**WHAT THE TASK REQUIRES:**
Answer these questions from the text on Piyush Dinesh Gupta:
1. In which city was he born?
2. At which university did he pursue his graduation?
3. In what capacity was he credited on the film Rajdhani Express?

**TEXT:**
- Born: Piyush Gupta 2 August 1984 (age 41) Jaipur, Rajasthan, India
- Occupations: Film producer, television producer
- Years active: 2013–present
- Known for: Rajdhani Express, Lantrani, Interrogation

= Piyush Dinesh Gupta =

Indian film producer

Piyush Dinesh Gupta (also known as Piyush Gupta) is an Indian film producer associated with Hindi cinema, television and OTTs. He began his film production career with the 2013 film Rajdhani Express as a co-producer and has since been associated with various film and television productions.

==Early life and education==
Piyush Gupta was born on 2 August 1984 in Jaipur, Rajasthan, India. He completed his schooling from Delhi and moved to Sardar Patel University, Gujarat for graduation.

==Career==
Gupta started his career in the entertainment industry with Jimmy Sheirgill's film Rajdhani Express where he was credited as a co-producer. Later, he worked on various film and television productions. His credits include the television series like Aisi Deewangi Dekhi Nahi Kahi, Qubool Hai and films including Maurh, Lantrani, and Interrogation.

**DATA SHOWN:**

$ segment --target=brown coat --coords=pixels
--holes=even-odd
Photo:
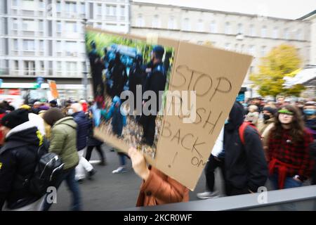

**RESPONSE TO THE TASK:**
1. Jaipur, Rajasthan, India
2. Sardar Patel University, Gujarat
3. Co-producer